▶ Set task A: Translate this sentence from the maximum good subarray sum explanation into Spanish: "To maximize the total subarray sum, we need to minimize PrefixSum[i-1]."
▶ Set task B: Pick up the maximum good subarray sum explanation after its final step and carry it further.

▶ Document:
Pseudo-code:

text
max_sum = negative_infinity
found_valid = false

for i from 0 to n-1:
    current_subarray_sum = 0
    for j from i to n-1:
        current_subarray_sum += nums[j]
        if abs(nums[i] - nums[j]) == k:
            max_sum = max(max_sum, current_subarray_sum)
            found_valid = true

return found_valid ? max_sum : 0

Why this fails: The time complexity of this approach is $O(N^2)$. Given the constraint nums.length <= 10^5, an $O(N^2)$ solution requires approximately $10^{10}$ operations, which far exceeds the typical limit of $10^8$ operations per second allowed by LeetCode. This will result in a Time Limit Exceeded (TLE) error.

Core Insight for Maximum Good Subarray Sum

To optimize the brute force approach, we must avoid recalculating sums repeatedly and avoid searching for the left boundary i linearly.

The sum of a subarray nums[i..j] can be expressed using prefix sums: $\text{Sum}(i, j) = \text{PrefixSum}[j] - \text{PrefixSum}[i-1]$

We iterate j from $0$ to $n-1$. For the current element nums[j], we need to find a previous index i such that: $|nums[i] - nums[j]| = k$ This implies nums[i] must be either nums[j] - k or nums[j] + k.

To maximize the total subarray sum, we need to minimize PrefixSum[i-1].

Instead of scanning backwards for i, we can use a Hash Map to store the minimal prefix sum encountered before every unique value x seen so far. As we slide the right boundary j forward, we perform an $O(1)$ lookup in our map to see if a valid nums[i] exists and immediately calculate the potential max sum.

Visual Description: Imagine traversing the array. At each step, you calculate the cumulative sum. You record this cumulative sum in a dictionary keyed by the current number value. If you encounter the number 5, and the cumulative sum just before this 5 was 10, you store {5: 10}. Later, if you encounter a number that needs a 5 to complete the "good" condition, you look up 5 in your dictionary. If the dictionary returns 10, you know that a subarray starting with 5 would subtract 10 from your current total cumulative sum. By storing only the minimum previous cumulative sum for each number, you ensure that any "window" you form is maximal.

Execution Flow

1. Initialize max_sum to a very small number (e.g., negative infinity) to handle negative sums.
2. Initialize current_sum to 0.
3. Initialize min_prefix_map as an empty hash map.
4. Iterate through nums with index j and value num:
   • Add num to current_sum.
   • Check Condition:
     • If num - k exists in min_prefix_map:
       • candidate = current_sum - min_prefix_map[num - k]
       • max_sum = max(max_sum, candidate)
     • If num + k exists in min_prefix_map:
       • candidate = current_sum - min_prefix_map[num + k]
       • max_sum = max(max_sum, candidate)
   • Update Map:
     • The prefix sum before adding num is current_sum - num.
     • If num is not in min_prefix_map OR (current_sum - num) < min_prefix_map[num]:
       • Set min_prefix_map[num] = current_sum - num.
5. If max_sum is still negative infinity (no good subarray found), return 0. Otherwise, return max_sum.

[Stored data entries]
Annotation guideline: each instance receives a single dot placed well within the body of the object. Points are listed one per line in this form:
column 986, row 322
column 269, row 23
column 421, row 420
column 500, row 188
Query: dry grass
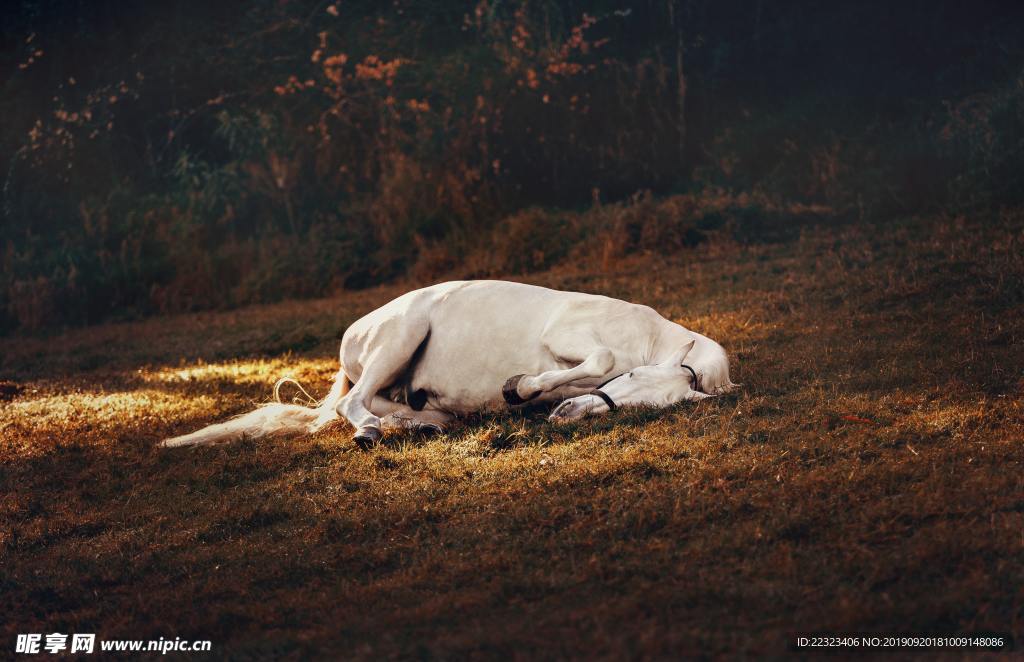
column 866, row 477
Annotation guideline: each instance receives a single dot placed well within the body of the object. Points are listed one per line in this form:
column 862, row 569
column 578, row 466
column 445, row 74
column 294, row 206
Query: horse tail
column 271, row 419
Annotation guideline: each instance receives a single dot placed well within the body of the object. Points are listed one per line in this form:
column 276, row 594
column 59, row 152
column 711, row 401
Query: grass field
column 867, row 476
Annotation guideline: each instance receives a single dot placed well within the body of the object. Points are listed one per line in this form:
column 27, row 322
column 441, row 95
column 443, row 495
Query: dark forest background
column 174, row 156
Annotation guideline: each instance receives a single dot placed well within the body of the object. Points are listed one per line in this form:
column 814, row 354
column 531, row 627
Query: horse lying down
column 465, row 346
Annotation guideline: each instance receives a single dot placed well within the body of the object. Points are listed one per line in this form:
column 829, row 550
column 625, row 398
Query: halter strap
column 603, row 396
column 696, row 383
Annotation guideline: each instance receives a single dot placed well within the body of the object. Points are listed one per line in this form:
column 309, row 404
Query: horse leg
column 595, row 361
column 380, row 369
column 397, row 416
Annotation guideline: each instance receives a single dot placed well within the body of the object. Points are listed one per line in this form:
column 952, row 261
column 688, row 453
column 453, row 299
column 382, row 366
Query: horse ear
column 680, row 356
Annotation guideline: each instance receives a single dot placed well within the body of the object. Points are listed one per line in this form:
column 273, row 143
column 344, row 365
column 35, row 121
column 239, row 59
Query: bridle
column 611, row 404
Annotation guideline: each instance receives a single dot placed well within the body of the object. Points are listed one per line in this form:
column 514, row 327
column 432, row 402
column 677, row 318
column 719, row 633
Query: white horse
column 468, row 346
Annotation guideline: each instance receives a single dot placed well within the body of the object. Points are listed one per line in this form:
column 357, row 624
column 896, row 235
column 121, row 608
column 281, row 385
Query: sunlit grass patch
column 866, row 472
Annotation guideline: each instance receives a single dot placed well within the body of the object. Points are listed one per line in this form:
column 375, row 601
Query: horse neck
column 671, row 337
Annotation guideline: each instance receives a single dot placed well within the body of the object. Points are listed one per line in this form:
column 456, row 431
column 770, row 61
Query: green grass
column 866, row 477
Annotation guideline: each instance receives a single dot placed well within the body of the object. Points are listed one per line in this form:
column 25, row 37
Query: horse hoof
column 367, row 437
column 510, row 391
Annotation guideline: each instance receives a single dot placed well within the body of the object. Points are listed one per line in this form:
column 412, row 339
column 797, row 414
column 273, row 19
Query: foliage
column 180, row 156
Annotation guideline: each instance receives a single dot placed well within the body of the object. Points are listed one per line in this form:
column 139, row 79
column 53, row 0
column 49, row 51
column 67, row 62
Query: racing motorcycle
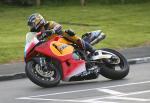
column 52, row 60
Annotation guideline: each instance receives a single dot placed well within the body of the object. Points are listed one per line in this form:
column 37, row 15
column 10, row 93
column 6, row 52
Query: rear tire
column 36, row 78
column 108, row 70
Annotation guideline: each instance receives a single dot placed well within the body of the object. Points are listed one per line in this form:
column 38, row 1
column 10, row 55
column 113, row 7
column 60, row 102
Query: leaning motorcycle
column 55, row 59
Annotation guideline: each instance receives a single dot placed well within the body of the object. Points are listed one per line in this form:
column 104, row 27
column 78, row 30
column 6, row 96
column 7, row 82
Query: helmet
column 35, row 21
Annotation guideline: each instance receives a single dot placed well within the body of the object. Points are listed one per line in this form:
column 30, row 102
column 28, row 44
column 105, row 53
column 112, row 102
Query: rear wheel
column 115, row 71
column 47, row 76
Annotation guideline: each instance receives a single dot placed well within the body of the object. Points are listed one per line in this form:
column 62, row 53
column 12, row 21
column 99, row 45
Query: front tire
column 109, row 71
column 41, row 80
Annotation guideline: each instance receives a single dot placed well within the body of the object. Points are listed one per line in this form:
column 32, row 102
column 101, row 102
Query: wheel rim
column 48, row 75
column 117, row 67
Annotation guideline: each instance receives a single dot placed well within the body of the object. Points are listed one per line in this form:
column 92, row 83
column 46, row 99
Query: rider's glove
column 70, row 32
column 58, row 29
column 50, row 32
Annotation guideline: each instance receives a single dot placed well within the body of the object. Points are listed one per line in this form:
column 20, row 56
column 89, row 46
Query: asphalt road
column 135, row 88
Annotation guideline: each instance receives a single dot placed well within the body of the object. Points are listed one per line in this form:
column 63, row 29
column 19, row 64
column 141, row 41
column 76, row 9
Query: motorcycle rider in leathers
column 38, row 24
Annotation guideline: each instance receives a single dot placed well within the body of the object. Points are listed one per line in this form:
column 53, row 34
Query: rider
column 37, row 23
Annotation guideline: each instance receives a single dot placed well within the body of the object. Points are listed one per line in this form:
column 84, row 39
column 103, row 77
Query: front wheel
column 115, row 71
column 48, row 76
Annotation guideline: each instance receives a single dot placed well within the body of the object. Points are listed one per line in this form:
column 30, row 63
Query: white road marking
column 110, row 91
column 129, row 84
column 114, row 95
column 129, row 98
column 122, row 95
column 66, row 100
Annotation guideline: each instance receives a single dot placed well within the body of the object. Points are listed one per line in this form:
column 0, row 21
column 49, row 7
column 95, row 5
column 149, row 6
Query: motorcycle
column 50, row 61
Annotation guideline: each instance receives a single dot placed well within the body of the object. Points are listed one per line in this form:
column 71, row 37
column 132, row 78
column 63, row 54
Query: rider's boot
column 94, row 54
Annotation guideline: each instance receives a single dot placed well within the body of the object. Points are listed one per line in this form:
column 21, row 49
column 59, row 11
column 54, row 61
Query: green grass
column 125, row 25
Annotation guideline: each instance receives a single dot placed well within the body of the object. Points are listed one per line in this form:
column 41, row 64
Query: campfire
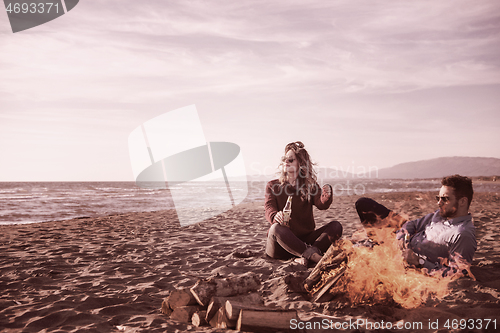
column 349, row 274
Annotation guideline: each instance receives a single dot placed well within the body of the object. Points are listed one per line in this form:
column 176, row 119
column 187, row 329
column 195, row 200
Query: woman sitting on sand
column 299, row 239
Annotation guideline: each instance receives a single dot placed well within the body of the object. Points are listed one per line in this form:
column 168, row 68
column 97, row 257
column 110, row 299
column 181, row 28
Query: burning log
column 220, row 320
column 180, row 297
column 205, row 289
column 329, row 280
column 233, row 309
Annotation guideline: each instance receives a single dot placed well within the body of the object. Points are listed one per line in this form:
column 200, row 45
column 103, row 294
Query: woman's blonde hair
column 306, row 178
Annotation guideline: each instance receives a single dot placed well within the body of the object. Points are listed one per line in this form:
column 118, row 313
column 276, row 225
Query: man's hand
column 411, row 258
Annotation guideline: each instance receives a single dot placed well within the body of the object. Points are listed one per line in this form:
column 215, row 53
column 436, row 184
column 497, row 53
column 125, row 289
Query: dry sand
column 110, row 274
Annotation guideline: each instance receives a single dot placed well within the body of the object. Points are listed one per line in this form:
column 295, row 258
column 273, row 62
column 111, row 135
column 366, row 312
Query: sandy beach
column 110, row 274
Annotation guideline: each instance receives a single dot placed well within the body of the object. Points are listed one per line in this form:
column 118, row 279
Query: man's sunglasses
column 444, row 199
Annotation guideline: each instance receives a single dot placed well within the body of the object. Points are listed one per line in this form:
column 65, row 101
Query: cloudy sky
column 361, row 83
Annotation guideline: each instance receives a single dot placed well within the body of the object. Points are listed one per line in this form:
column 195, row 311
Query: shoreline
column 112, row 272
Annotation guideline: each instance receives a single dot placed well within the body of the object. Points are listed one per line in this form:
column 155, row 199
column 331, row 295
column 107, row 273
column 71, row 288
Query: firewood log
column 218, row 301
column 181, row 297
column 184, row 313
column 165, row 308
column 220, row 320
column 331, row 278
column 205, row 289
column 233, row 308
column 333, row 257
column 198, row 318
column 265, row 321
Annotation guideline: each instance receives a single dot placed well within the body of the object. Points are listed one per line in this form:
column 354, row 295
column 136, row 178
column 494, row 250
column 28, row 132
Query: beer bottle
column 287, row 211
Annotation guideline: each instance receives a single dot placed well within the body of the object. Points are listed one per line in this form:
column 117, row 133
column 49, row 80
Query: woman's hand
column 278, row 218
column 327, row 191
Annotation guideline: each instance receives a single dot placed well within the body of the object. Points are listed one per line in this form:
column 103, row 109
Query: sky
column 361, row 83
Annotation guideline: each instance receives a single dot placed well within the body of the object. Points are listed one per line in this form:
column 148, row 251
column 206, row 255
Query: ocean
column 30, row 202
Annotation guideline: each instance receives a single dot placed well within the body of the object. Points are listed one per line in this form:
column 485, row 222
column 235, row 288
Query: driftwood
column 180, row 297
column 198, row 318
column 233, row 308
column 332, row 259
column 262, row 321
column 165, row 308
column 184, row 313
column 220, row 320
column 205, row 289
column 329, row 279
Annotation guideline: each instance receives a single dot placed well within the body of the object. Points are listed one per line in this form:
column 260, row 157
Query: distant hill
column 434, row 168
column 443, row 166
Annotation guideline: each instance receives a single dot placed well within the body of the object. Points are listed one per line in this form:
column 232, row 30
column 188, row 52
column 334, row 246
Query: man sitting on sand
column 438, row 238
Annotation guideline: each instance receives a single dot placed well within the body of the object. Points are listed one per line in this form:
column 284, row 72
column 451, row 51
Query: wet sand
column 110, row 274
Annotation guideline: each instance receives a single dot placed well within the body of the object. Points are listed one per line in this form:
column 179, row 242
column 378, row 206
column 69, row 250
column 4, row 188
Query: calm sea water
column 29, row 202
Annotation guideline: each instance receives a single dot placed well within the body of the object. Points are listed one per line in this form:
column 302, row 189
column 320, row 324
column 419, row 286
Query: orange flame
column 380, row 275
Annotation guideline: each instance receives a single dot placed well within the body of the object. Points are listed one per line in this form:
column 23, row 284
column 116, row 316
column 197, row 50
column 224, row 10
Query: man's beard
column 449, row 213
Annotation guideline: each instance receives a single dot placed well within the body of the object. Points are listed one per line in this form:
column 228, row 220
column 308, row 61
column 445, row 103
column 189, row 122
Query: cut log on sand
column 205, row 289
column 265, row 321
column 332, row 259
column 198, row 318
column 184, row 313
column 181, row 297
column 218, row 302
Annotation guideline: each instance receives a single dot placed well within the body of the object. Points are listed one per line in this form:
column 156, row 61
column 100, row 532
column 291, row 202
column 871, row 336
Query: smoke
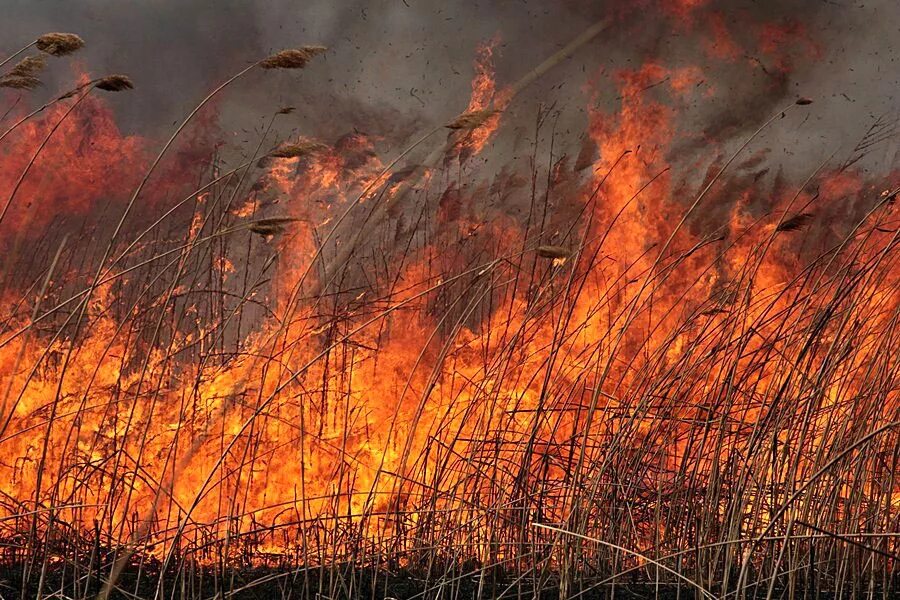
column 399, row 65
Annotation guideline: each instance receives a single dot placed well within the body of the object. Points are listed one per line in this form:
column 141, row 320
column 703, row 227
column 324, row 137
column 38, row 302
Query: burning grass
column 604, row 397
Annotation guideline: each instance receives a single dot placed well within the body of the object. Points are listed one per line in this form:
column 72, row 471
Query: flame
column 487, row 384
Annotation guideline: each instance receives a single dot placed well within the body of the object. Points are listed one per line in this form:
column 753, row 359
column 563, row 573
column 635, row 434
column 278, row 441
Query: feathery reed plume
column 29, row 66
column 267, row 227
column 299, row 149
column 59, row 44
column 795, row 223
column 114, row 83
column 553, row 252
column 472, row 120
column 20, row 83
column 294, row 58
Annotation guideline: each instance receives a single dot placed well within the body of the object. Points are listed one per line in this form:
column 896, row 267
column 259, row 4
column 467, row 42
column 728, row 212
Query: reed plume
column 59, row 44
column 294, row 58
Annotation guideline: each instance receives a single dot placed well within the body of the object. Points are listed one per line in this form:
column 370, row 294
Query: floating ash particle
column 59, row 44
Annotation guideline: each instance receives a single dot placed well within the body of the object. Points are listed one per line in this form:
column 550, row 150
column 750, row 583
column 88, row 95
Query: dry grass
column 488, row 425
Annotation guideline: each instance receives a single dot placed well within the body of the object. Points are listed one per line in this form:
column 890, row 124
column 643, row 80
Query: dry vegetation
column 581, row 405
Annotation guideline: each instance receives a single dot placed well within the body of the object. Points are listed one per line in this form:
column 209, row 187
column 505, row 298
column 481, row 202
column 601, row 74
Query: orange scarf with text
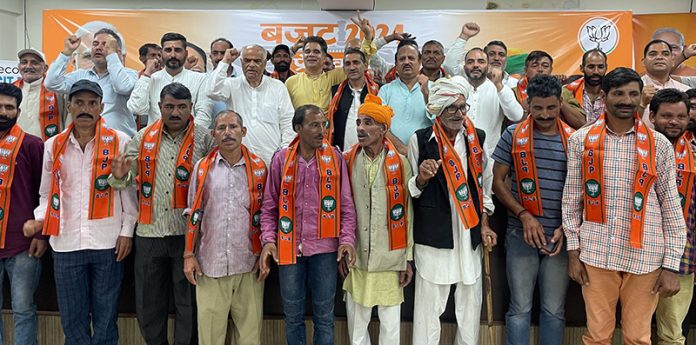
column 49, row 115
column 9, row 148
column 455, row 171
column 147, row 168
column 396, row 193
column 256, row 179
column 101, row 198
column 686, row 172
column 525, row 163
column 329, row 199
column 372, row 88
column 593, row 175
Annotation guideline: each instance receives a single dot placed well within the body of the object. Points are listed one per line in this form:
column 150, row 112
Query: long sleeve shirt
column 607, row 245
column 463, row 262
column 166, row 220
column 266, row 110
column 30, row 120
column 77, row 231
column 307, row 206
column 313, row 90
column 116, row 86
column 409, row 108
column 24, row 195
column 224, row 243
column 454, row 58
column 146, row 95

▶ Task response A: Para maximizar la suma total del subarreglo, necesitamos minimizar PrefixSum[i-1].

▶ Task response B:
Proof of Correctness

The algorithm relies on the arithmetic property of contiguous subarray sums: $\text{Sum}(i, j) = P_j - P_{i-1}$. For a fixed ending position $j$, the sum is maximized when $P_{i-1}$ is minimized. Our map invariant ensures that min_prefix_map[val] always holds the minimum $P_{i-1}$ for any index $i$ seen so far where nums[i] == val. Therefore, when we check for nums[j] - k or nums[j] + k, we are guaranteed to calculate the maximum possible sum for a good subarray ending at $j$. Since we iterate through all possible end positions $j$, the global maximum is guaranteed to be found.

Reference Implementation

C++ Solution for LeetCode 3026

cpp
#include <vector>
#include <unordered_map>
#include <algorithm>
#include <climits>

using namespace std;

class Solution {
public:
    long long maximumSubarraySum(vector<int>& nums, int k) {
        // Use a large negative number as sentinel. 
        // 0 is not safe because valid sums can be negative.
        long long max_sum = LLONG_MIN;
        
        // Map stores: value -> minimum prefix sum strictly before that value
        unordered_map<int, long long> min_prefix;
        
        long long current_sum = 0;
        
        for (int num : nums) {
            // Update running sum (PrefixSum[j])
            current_sum += num;
            
            // Check for target: num - k
            if (min_prefix.count(num - k)) {
                long long current_good_sum = current_sum - min_prefix[num - k];
                if (current_good_sum > max_sum) {
                    max_sum = current_good_sum;
                }
            }
            
            // Check for target: num + k
            if (min_prefix.count(num + k)) {
                long long current_good_sum = current_sum - min_prefix[num + k];
                if (current_good_sum > max_sum) {
                    max_sum = current_good_sum;
                }
            }
            
            // Update map with current number.
            // We store the prefix sum BEFORE adding the current number.
            long long prefix_before_current = current_sum - num;
            
            if (!min_prefix.count(num) || prefix_before_current < min_prefix[num]) {
                min_prefix[num] = prefix_before_current;
            }
        }
        
        // If max_sum was never updated, no good subarray exists.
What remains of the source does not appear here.